(Dataset excerpts on object pointing)
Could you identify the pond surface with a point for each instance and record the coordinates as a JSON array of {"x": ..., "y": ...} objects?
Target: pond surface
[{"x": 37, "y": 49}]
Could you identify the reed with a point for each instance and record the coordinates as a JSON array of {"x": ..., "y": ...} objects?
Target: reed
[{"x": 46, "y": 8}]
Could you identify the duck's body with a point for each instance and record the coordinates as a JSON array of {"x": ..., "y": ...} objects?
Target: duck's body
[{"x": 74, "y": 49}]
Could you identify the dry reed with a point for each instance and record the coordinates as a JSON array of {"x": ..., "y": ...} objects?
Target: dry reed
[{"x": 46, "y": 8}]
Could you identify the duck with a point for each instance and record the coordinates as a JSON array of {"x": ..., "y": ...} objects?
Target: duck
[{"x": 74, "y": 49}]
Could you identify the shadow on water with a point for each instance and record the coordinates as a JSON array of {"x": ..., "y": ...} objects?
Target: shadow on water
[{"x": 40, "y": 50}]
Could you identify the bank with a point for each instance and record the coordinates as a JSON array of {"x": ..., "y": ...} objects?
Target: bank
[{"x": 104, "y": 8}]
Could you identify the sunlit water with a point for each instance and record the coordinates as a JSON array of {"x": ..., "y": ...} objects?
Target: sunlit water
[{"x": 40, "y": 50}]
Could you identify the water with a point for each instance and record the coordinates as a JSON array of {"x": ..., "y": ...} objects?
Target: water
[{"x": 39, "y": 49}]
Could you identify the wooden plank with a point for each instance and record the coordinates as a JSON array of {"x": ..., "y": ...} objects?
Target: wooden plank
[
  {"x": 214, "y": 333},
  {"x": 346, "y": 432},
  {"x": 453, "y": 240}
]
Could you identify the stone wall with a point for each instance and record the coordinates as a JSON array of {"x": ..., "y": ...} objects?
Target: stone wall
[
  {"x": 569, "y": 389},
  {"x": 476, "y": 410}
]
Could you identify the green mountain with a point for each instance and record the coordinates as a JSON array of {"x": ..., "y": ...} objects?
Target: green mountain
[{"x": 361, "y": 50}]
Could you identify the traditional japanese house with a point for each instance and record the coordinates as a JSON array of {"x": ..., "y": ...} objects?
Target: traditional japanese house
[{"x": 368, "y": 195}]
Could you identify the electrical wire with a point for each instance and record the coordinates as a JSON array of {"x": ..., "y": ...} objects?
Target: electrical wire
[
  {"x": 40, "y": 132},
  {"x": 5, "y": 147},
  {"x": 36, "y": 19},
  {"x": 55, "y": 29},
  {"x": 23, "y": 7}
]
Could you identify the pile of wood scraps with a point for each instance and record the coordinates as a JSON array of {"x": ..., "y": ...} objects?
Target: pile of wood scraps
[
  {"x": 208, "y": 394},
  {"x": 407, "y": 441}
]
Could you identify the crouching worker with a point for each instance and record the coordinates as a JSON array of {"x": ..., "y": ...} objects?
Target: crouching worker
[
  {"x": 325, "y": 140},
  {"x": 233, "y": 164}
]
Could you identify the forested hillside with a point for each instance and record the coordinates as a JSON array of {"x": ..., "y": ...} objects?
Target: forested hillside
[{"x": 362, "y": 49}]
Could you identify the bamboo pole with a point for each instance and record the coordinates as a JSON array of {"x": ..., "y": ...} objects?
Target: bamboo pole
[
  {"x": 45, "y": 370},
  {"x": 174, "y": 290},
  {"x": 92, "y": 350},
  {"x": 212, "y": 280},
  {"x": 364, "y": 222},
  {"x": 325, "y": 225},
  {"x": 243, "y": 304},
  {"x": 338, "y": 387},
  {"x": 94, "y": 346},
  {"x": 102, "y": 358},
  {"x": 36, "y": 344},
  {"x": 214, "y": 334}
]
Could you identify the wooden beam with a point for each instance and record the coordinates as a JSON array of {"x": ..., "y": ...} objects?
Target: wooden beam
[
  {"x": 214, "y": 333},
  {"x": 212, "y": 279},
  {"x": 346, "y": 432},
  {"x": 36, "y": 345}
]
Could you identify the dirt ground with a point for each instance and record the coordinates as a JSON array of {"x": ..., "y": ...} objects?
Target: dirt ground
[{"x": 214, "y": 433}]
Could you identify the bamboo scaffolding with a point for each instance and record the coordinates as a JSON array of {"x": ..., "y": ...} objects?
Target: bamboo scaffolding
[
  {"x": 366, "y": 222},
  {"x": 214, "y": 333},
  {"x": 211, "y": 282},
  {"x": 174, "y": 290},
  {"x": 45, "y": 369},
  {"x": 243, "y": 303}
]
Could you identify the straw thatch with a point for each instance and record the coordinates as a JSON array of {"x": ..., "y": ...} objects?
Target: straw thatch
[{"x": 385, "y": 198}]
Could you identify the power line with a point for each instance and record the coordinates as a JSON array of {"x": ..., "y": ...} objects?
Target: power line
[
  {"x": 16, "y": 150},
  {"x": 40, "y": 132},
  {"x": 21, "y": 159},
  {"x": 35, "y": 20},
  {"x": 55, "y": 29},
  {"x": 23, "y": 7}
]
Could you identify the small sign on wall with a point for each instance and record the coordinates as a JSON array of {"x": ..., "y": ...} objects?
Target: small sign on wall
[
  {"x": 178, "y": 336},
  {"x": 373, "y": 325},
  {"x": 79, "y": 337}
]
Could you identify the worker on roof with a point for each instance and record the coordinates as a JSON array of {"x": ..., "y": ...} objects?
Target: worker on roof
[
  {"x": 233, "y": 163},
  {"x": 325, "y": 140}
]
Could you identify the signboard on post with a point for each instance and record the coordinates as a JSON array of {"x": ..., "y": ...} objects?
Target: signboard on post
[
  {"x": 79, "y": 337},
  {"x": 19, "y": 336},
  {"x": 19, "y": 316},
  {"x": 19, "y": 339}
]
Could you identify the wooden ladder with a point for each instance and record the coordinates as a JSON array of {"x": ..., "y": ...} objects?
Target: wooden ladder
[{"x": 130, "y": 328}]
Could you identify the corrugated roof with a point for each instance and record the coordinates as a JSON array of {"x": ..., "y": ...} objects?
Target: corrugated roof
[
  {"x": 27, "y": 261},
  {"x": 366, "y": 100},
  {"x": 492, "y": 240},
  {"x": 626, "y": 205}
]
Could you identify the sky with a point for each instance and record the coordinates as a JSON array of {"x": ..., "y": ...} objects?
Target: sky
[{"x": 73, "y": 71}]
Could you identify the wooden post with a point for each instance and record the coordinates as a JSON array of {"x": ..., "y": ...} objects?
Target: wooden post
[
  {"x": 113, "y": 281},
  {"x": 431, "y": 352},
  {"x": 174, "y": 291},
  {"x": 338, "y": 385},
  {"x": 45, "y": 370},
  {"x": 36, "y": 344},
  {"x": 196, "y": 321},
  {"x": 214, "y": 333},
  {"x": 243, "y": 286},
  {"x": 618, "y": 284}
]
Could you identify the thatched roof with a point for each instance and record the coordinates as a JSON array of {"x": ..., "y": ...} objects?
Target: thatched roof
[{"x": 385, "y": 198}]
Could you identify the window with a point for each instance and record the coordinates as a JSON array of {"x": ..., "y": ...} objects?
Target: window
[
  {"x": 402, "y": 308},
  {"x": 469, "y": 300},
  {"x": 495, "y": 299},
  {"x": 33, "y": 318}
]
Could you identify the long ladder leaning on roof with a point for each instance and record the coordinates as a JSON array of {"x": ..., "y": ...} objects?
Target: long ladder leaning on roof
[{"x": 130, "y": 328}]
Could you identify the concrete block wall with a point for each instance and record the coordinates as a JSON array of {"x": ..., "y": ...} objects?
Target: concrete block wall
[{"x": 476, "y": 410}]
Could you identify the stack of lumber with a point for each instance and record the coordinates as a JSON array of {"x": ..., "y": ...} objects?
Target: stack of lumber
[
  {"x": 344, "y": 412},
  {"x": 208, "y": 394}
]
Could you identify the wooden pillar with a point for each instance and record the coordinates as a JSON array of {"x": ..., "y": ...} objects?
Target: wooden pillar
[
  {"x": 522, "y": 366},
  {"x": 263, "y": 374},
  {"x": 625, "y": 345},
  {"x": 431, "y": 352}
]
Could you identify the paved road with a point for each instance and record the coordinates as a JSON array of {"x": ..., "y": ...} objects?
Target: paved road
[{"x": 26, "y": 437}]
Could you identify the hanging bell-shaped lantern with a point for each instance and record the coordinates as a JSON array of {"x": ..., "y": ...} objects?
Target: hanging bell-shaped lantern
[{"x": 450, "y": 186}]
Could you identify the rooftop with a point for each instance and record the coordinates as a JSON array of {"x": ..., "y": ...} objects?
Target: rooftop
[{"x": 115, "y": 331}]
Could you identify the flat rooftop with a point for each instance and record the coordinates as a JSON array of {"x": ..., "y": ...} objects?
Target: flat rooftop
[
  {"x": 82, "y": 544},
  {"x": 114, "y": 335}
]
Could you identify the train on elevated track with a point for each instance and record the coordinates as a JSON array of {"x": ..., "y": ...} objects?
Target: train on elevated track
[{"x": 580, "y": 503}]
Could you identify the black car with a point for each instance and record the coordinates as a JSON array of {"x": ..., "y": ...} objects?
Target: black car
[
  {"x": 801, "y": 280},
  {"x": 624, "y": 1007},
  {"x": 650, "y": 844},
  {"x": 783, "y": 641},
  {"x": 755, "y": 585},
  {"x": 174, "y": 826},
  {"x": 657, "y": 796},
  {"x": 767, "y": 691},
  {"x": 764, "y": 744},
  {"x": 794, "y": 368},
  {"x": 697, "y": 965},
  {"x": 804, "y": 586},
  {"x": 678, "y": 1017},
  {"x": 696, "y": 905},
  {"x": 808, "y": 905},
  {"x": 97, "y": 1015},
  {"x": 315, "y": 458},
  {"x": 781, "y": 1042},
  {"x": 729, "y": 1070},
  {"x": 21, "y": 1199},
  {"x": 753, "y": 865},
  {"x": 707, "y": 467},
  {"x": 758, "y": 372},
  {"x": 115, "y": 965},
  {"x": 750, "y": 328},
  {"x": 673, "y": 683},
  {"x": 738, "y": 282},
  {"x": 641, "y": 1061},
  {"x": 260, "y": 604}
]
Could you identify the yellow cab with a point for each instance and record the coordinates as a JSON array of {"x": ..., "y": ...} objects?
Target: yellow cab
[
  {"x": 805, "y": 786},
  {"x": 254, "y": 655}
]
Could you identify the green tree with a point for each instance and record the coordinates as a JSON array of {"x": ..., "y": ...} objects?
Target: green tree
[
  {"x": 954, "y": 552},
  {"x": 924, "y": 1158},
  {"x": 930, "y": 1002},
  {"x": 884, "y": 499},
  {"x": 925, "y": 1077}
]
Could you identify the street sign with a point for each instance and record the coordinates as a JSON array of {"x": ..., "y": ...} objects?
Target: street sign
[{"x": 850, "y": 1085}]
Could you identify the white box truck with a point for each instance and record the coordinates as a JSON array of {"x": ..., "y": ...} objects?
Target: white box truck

• DIRECTIONS FOR THIS TASK: Repeat verbatim the stretch of the records from the line containing "Could you identify the street" through the end of the records.

• EXERCISE RESPONSE:
Could you identify the street sign with a point for each instance and record the coordinates as a JSON array of {"x": ..., "y": ...} objects?
Target: street sign
[{"x": 850, "y": 1085}]
Could you identify the white box truck with a point for each instance and record the coordinates as a JSON array of {"x": ..., "y": ...} objects?
Target: white box truck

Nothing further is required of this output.